Record excerpts —
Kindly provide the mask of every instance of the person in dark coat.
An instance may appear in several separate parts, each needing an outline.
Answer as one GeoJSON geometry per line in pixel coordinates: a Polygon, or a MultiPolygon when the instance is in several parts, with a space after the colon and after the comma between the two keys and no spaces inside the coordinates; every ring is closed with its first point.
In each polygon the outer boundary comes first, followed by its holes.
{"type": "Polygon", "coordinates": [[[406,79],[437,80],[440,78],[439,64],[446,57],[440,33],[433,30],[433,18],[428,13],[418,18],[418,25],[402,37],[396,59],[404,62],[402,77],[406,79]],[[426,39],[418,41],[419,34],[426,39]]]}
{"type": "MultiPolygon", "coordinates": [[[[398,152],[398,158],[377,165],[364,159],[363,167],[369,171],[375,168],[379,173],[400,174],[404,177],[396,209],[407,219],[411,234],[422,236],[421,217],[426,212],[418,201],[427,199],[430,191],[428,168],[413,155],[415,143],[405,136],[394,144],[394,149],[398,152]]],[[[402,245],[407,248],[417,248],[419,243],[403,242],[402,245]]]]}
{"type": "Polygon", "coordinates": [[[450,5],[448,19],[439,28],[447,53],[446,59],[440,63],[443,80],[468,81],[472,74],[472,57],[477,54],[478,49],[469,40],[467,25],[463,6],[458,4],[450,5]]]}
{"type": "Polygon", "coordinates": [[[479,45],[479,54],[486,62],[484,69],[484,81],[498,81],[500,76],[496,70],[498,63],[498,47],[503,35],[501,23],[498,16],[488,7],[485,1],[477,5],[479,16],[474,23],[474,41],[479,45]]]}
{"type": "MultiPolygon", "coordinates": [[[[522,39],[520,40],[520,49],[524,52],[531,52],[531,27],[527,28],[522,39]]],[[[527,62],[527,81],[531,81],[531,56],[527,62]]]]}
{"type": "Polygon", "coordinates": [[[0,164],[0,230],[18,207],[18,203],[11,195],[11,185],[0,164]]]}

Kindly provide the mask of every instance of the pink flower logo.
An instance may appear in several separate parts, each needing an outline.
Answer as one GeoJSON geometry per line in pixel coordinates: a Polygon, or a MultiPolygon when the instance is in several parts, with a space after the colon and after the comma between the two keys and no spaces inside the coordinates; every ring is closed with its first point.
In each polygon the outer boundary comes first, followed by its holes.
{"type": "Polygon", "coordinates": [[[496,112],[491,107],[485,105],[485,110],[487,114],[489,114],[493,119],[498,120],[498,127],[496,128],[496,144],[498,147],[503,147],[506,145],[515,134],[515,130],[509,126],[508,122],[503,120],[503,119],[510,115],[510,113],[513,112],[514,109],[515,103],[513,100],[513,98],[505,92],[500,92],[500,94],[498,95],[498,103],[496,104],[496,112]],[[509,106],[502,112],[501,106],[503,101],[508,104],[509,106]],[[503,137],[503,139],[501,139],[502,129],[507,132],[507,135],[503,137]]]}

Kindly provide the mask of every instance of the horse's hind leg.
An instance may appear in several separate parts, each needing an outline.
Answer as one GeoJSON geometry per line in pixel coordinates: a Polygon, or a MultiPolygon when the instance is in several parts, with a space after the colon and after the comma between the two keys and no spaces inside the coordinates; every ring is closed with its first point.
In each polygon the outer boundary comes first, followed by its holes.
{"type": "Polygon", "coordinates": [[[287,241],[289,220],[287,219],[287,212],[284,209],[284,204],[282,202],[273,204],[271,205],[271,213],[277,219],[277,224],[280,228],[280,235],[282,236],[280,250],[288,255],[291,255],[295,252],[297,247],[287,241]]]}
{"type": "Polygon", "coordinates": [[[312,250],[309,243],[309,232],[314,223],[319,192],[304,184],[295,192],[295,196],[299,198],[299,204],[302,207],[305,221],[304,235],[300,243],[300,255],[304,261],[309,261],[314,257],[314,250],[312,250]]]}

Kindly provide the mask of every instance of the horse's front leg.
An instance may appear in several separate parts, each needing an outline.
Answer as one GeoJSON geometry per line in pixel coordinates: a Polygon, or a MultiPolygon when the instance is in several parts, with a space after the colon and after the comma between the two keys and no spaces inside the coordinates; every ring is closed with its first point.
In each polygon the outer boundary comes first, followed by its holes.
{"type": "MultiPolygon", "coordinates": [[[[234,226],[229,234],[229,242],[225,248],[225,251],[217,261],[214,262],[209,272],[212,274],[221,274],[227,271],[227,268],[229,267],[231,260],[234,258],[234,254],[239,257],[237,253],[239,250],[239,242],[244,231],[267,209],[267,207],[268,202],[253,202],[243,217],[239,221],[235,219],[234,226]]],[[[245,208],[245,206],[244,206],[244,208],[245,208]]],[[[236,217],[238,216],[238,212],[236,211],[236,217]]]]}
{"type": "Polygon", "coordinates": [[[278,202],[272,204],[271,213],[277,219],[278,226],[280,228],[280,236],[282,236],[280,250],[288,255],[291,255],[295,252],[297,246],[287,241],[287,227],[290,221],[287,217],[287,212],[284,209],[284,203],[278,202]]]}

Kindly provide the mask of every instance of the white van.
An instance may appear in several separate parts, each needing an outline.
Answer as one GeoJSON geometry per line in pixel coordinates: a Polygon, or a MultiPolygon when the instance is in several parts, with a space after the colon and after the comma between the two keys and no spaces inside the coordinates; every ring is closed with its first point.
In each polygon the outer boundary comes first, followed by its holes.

Task instructions —
Render the lines of these items as a numbered list, leaving out blank lines.

Final result —
1. Kindly provide the mask of every instance of the person in dark coat.
2. An instance may appear in several separate parts, each needing an outline.
3. Answer as one GeoJSON geometry per line in pixel coordinates: a Polygon, or a MultiPolygon when the instance is in several parts, with a space after the colon and after the comma between the two keys and no spaces inside the coordinates; every ring is closed with its first point.
4. In each polygon the outer boundary comes first, followed by its holes.
5. {"type": "Polygon", "coordinates": [[[406,79],[437,80],[440,78],[439,64],[446,57],[440,33],[433,30],[433,18],[428,13],[418,18],[418,25],[402,37],[396,59],[404,62],[402,77],[406,79]],[[426,39],[418,41],[419,34],[426,39]]]}
6. {"type": "MultiPolygon", "coordinates": [[[[398,152],[398,158],[377,165],[364,159],[363,167],[369,171],[375,168],[379,173],[400,174],[404,177],[396,209],[407,219],[411,234],[422,236],[421,217],[426,212],[418,201],[427,199],[430,191],[428,168],[413,155],[415,143],[405,136],[394,144],[394,149],[398,152]]],[[[402,245],[407,248],[417,248],[419,243],[403,242],[402,245]]]]}
7. {"type": "Polygon", "coordinates": [[[450,5],[448,19],[439,28],[447,53],[446,59],[440,63],[443,80],[468,81],[472,74],[472,57],[477,54],[478,49],[469,40],[467,25],[463,6],[458,4],[450,5]]]}
8. {"type": "Polygon", "coordinates": [[[479,45],[479,54],[486,62],[484,69],[484,81],[498,81],[500,76],[496,70],[498,63],[498,47],[503,35],[501,23],[498,16],[488,7],[485,1],[477,5],[479,16],[474,23],[474,41],[479,45]]]}
9. {"type": "MultiPolygon", "coordinates": [[[[522,39],[520,40],[520,49],[524,52],[531,52],[531,27],[527,28],[522,39]]],[[[527,62],[527,81],[531,81],[531,56],[527,62]]]]}
10. {"type": "Polygon", "coordinates": [[[0,164],[0,230],[18,207],[18,203],[11,195],[11,185],[0,164]]]}
11. Kindly provide the mask of every instance of the pink flower logo.
12. An instance may appear in several separate parts, each needing an outline.
13. Answer as one GeoJSON geometry per line in pixel coordinates: a Polygon, or a MultiPolygon when the instance is in several parts, with a space after the colon and after the comma between the two keys and no spaces inside the coordinates; every ring is closed with its first point.
14. In each polygon the outer boundary comes first, followed by its holes.
15. {"type": "Polygon", "coordinates": [[[496,112],[491,107],[485,105],[485,110],[487,114],[489,114],[493,119],[498,120],[498,127],[496,128],[496,144],[498,147],[503,147],[506,145],[515,134],[515,130],[509,126],[508,122],[503,120],[503,119],[510,115],[510,113],[513,112],[514,109],[515,103],[513,100],[513,98],[505,92],[500,92],[500,94],[498,95],[498,103],[496,104],[496,112]],[[509,106],[502,112],[501,106],[503,101],[508,104],[509,106]],[[503,137],[503,139],[501,139],[502,129],[507,132],[507,135],[503,137]]]}
16. Kindly provide the mask of every instance of the horse's hind leg.
17. An instance may appear in several separate parts, each needing an outline.
18. Answer as one GeoJSON geometry per line in pixel coordinates: a Polygon, or a MultiPolygon when the instance is in several parts, with a space after the colon and after the comma between the two keys and no spaces inside the coordinates; every ring is closed with its first point.
19. In each polygon the outer boundary comes first, followed by its holes.
20. {"type": "Polygon", "coordinates": [[[287,241],[289,220],[287,219],[287,212],[284,209],[284,204],[282,202],[273,204],[271,205],[271,213],[277,219],[277,224],[280,228],[280,235],[282,236],[280,250],[288,255],[291,255],[295,252],[297,247],[287,241]]]}
21. {"type": "Polygon", "coordinates": [[[312,250],[309,243],[309,232],[314,223],[319,192],[304,184],[295,192],[295,196],[299,198],[299,204],[302,207],[305,221],[304,235],[300,243],[300,255],[304,261],[309,261],[314,257],[314,250],[312,250]]]}
22. Kindly provide the mask of every instance of the horse's front leg.
23. An instance may appear in several separate parts, each needing an outline.
24. Answer as one GeoJSON geometry per line in pixel coordinates: a Polygon, or a MultiPolygon when the instance is in several parts, with a space after the colon and after the comma between the two keys and no spaces inside the coordinates; every ring is closed with its first point.
25. In each polygon the outer boundary comes first, followed by its holes.
26. {"type": "MultiPolygon", "coordinates": [[[[234,226],[229,234],[229,242],[225,248],[225,251],[217,261],[214,262],[209,272],[212,274],[221,274],[227,271],[227,268],[229,267],[231,260],[234,258],[234,254],[239,257],[237,253],[239,250],[239,242],[244,231],[267,209],[267,207],[268,202],[253,202],[243,217],[239,221],[235,219],[234,226]]],[[[245,208],[245,206],[244,206],[244,208],[245,208]]],[[[236,217],[238,216],[238,212],[236,211],[236,217]]]]}
27. {"type": "Polygon", "coordinates": [[[278,202],[272,204],[271,213],[277,219],[278,226],[280,228],[280,236],[282,236],[280,250],[288,255],[291,255],[295,252],[297,246],[287,241],[287,227],[290,221],[287,217],[287,212],[284,209],[284,203],[278,202]]]}
28. Kindly provide the mask of every instance of the white van.
29. An instance may appear in several separate parts, each needing an outline.
30. Answer as one GeoJSON geometry per line in pixel coordinates: a Polygon, or a MultiPolygon when the instance is in several parts, with a space after the colon and after the comma between the two keys and no spaces inside the coordinates; every ring is closed with its first point.
31. In each polygon the outer boundary comes first, followed by its holes.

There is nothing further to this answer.